(Point placement records)
# # # # #

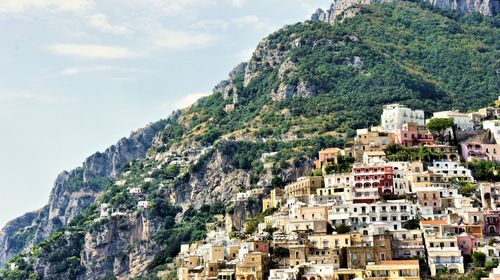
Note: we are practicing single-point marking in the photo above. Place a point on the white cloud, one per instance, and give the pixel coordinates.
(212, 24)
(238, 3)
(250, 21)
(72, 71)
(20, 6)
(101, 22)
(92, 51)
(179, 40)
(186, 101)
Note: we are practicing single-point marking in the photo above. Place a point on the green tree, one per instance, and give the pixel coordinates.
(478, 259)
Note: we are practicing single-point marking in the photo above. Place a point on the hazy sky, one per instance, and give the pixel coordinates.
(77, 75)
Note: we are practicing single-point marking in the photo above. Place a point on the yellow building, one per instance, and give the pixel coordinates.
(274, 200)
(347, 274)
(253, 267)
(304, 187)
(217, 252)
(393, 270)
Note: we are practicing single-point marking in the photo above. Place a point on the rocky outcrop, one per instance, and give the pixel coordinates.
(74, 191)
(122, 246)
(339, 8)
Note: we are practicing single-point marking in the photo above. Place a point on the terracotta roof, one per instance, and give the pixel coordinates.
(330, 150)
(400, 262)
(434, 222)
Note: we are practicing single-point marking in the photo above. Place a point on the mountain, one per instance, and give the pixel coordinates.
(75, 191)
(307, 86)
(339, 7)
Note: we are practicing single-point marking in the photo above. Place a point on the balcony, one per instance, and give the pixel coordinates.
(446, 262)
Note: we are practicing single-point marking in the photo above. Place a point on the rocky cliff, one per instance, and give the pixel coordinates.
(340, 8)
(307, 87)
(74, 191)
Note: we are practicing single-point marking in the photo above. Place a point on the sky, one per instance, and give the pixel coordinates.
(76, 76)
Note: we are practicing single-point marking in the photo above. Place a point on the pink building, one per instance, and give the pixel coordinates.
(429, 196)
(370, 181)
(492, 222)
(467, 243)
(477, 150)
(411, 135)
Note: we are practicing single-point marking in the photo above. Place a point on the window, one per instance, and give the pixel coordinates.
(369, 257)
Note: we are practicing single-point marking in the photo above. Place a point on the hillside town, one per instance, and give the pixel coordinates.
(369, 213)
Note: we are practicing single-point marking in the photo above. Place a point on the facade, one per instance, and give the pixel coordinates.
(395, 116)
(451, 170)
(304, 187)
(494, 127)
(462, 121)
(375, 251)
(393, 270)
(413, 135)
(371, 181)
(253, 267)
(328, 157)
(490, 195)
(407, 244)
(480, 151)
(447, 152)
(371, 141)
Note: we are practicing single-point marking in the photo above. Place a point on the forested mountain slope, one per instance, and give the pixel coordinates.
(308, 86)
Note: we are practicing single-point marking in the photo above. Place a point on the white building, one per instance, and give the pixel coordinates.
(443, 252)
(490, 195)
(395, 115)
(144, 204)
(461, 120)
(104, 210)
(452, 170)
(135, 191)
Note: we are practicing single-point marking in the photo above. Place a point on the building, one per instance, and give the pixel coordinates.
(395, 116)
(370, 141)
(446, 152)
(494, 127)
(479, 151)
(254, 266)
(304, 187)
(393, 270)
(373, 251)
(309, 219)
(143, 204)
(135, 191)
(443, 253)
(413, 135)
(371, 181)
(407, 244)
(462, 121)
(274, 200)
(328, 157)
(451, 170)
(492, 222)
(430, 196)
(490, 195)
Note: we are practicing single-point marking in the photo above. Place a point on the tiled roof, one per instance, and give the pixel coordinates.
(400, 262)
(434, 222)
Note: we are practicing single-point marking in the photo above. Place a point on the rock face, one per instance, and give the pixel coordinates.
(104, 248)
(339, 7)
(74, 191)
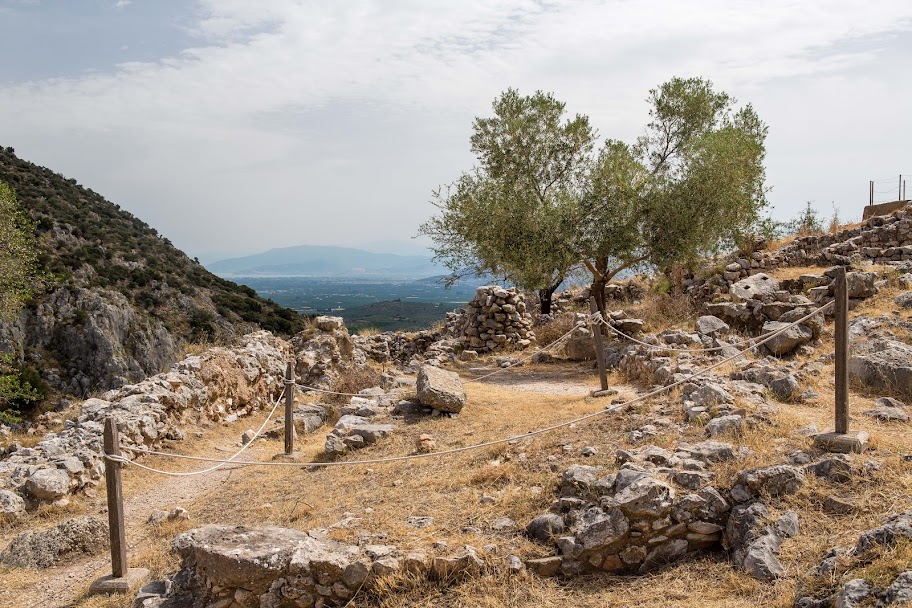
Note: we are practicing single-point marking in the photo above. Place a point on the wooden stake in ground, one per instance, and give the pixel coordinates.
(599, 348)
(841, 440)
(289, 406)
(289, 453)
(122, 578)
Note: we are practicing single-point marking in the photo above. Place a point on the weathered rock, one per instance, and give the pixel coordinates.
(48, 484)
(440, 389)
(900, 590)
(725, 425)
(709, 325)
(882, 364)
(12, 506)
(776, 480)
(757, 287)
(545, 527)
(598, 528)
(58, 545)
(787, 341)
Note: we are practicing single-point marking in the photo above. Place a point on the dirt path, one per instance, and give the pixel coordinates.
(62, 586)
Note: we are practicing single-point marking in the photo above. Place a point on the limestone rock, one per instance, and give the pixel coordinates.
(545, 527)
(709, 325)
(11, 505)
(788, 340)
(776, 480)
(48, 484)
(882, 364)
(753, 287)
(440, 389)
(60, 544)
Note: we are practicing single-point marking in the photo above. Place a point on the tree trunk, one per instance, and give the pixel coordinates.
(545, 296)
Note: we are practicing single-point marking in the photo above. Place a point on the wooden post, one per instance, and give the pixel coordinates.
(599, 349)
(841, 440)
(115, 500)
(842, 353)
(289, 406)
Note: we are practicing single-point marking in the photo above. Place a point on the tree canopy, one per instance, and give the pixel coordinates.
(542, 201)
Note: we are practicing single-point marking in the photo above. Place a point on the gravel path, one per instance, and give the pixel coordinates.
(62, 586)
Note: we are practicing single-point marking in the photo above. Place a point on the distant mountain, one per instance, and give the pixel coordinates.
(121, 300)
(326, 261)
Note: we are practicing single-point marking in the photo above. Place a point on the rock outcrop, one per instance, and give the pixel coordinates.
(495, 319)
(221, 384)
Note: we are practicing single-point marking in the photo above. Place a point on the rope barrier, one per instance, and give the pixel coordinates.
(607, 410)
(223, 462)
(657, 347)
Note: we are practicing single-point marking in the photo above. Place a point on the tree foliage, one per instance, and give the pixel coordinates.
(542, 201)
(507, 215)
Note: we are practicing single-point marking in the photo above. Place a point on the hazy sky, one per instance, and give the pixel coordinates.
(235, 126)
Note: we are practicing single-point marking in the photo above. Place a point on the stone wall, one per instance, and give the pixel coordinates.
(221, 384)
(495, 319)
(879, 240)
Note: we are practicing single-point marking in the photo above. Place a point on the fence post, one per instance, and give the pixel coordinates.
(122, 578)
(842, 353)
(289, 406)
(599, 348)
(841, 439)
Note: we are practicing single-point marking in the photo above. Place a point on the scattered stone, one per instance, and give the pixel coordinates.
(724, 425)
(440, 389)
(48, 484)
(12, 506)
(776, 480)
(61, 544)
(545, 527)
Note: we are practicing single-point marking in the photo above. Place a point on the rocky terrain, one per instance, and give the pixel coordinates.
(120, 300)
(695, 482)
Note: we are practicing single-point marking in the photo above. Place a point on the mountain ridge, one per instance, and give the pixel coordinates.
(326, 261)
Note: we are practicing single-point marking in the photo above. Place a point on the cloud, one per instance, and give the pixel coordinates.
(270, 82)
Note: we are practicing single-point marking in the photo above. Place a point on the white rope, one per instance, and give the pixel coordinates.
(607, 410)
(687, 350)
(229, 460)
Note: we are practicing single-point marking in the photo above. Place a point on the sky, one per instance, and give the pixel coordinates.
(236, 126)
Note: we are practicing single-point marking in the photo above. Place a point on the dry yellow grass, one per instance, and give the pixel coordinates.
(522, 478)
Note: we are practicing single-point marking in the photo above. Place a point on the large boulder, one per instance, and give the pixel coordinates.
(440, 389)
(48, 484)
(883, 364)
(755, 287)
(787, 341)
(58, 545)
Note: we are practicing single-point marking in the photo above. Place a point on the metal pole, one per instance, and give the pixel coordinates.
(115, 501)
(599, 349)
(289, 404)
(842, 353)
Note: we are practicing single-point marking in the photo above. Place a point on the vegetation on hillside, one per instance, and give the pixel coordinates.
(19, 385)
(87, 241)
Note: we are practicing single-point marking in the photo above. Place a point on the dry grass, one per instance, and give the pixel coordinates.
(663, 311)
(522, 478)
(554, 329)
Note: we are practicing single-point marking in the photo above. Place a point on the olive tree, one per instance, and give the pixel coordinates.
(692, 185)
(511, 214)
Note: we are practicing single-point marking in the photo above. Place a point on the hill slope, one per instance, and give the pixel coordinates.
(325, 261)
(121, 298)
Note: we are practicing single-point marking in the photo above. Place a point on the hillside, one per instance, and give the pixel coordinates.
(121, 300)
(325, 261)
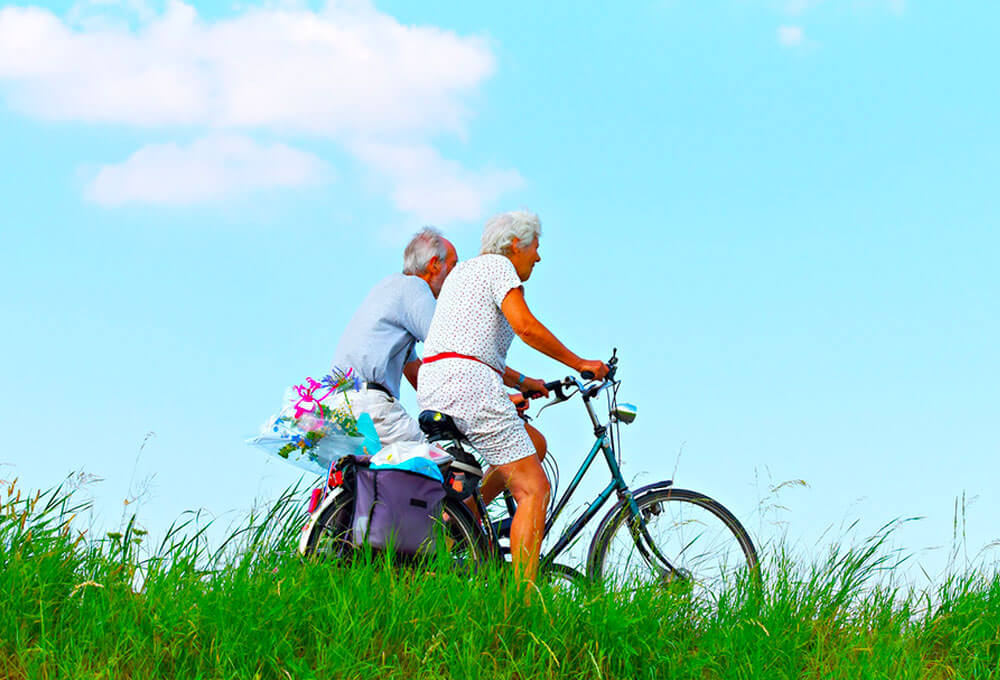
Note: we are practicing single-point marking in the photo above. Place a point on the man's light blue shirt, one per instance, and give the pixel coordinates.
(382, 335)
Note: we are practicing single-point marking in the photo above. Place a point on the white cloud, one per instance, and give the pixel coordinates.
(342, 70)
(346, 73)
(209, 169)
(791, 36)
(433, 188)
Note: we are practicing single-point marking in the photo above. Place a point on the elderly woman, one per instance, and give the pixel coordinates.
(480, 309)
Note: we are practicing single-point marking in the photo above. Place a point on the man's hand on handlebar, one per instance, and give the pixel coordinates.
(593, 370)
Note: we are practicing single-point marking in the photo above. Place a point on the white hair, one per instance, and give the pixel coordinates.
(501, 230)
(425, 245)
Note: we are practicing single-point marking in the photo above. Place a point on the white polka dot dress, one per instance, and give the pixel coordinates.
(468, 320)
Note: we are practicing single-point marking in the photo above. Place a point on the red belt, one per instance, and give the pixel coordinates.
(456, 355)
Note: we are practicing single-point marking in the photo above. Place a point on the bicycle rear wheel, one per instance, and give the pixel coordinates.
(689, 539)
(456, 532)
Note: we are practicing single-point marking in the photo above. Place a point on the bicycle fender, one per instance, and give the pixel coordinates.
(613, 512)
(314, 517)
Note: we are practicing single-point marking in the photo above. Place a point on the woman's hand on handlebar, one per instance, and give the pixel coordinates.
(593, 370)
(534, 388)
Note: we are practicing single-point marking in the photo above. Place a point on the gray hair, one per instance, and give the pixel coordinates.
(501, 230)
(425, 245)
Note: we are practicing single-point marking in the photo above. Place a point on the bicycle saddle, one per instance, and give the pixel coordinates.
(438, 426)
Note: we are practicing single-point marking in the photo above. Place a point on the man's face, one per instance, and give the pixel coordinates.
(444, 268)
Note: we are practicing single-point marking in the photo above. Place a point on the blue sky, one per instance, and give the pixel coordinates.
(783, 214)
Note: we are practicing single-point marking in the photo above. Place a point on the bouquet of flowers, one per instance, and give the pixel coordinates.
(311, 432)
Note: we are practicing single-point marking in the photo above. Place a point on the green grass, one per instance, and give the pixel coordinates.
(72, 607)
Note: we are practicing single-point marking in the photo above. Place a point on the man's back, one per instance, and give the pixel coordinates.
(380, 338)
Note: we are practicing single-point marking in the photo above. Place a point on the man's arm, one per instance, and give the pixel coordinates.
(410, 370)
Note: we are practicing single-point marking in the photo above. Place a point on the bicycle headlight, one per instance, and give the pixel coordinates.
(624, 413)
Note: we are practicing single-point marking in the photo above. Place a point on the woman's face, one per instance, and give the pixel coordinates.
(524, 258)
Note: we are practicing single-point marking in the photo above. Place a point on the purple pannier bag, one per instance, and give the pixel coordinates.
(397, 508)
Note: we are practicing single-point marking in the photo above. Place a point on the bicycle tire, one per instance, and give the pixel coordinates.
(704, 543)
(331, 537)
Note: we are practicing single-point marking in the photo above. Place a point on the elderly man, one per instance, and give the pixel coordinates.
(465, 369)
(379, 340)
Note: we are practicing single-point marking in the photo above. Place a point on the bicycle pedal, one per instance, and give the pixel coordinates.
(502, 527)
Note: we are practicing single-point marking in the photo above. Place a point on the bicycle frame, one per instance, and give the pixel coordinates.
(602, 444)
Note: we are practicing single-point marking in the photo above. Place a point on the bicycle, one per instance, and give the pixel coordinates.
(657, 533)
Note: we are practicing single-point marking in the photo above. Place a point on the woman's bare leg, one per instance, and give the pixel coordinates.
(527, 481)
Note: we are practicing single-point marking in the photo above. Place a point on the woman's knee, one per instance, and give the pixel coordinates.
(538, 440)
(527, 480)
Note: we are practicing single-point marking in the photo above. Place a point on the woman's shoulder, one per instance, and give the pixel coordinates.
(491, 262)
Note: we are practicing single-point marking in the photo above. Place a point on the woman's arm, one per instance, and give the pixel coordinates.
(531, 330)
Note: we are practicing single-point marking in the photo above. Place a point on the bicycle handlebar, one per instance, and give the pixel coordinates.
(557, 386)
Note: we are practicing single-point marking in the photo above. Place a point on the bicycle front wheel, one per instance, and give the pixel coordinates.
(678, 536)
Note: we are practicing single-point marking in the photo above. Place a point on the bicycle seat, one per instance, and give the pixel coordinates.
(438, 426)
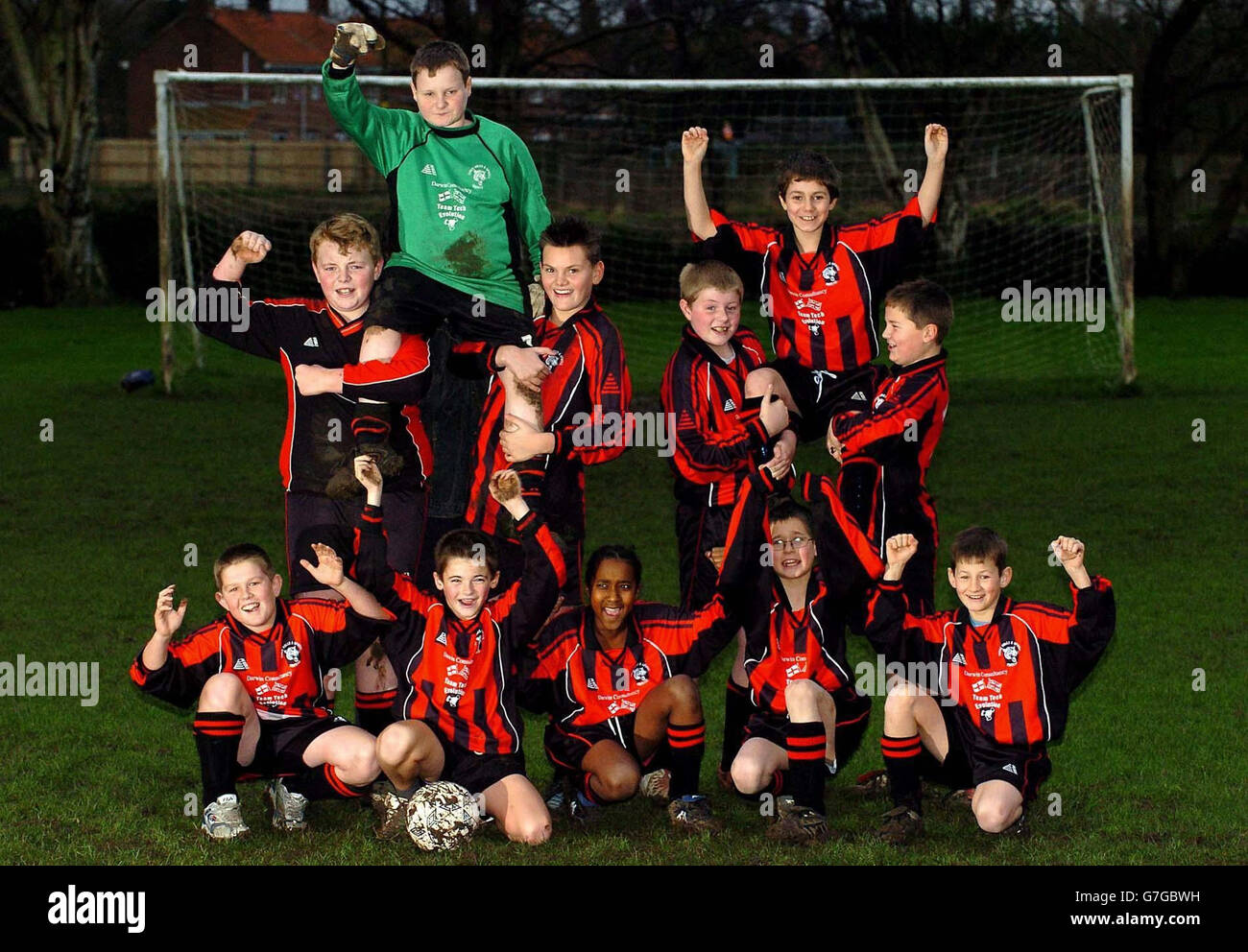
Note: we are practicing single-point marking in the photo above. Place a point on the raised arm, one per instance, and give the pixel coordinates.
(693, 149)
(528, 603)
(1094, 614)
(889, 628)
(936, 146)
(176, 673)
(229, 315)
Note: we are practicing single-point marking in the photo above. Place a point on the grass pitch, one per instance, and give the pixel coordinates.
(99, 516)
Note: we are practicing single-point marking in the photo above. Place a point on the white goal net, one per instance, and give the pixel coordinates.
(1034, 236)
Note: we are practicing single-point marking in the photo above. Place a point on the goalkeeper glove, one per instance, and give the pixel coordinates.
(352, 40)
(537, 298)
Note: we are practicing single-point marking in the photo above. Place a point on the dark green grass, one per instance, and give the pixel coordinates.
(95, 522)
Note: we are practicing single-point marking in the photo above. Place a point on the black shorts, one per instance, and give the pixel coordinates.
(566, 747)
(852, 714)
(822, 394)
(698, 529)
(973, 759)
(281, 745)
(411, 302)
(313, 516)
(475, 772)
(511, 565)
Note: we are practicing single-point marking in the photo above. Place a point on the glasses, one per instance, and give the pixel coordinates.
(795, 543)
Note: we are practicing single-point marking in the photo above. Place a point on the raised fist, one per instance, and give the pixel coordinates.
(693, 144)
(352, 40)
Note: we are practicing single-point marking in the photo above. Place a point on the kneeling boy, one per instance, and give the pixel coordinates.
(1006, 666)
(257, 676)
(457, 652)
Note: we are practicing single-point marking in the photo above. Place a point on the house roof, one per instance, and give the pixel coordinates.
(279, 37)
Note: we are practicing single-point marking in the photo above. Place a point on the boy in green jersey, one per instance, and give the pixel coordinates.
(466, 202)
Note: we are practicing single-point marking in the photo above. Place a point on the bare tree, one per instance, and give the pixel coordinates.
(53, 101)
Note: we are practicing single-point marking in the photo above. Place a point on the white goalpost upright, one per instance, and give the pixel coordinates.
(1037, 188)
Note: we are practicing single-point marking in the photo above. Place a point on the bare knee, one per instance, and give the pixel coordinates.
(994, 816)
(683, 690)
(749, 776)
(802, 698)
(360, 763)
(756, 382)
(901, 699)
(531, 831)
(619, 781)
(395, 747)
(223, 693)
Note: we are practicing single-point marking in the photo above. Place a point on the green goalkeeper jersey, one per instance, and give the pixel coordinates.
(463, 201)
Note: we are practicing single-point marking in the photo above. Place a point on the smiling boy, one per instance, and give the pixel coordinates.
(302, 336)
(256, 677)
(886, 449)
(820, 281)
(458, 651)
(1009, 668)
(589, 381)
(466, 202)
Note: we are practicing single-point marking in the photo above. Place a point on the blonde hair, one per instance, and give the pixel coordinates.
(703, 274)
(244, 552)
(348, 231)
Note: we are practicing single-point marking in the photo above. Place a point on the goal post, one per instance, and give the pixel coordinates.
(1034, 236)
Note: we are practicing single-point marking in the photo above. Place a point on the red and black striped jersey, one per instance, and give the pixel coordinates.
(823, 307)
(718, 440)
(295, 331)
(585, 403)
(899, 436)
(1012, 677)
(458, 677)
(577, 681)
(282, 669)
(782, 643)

# # # # #

TASK -
Each line from the one with "on the smiling" through the last line of the records must be written out word for word. Include nothing else.

ANSWER TO THE PROBLEM -
Note: we are practicing single-point marking in the photo above. Place a point on the smiling boy, one per instance, and give the pixel coordinates.
(302, 336)
(256, 677)
(886, 449)
(820, 281)
(458, 651)
(1009, 668)
(589, 381)
(466, 202)
Note: we are practicing single-point marking in the photo above. Place a point on the blonde hair, one per instance, and give the pixel coordinates.
(703, 274)
(244, 552)
(348, 231)
Note: we are practicing single-point marking in the photo above. Place a point on the goal post, one per instance, and give the pixel coordinates.
(1034, 236)
Note: we are practicing single-point marking in the photo above. Place a point on the red and black striped jersey, one per instance, and give the pixel coordinates.
(823, 307)
(718, 440)
(295, 331)
(585, 403)
(899, 436)
(1012, 677)
(458, 677)
(577, 681)
(282, 669)
(782, 643)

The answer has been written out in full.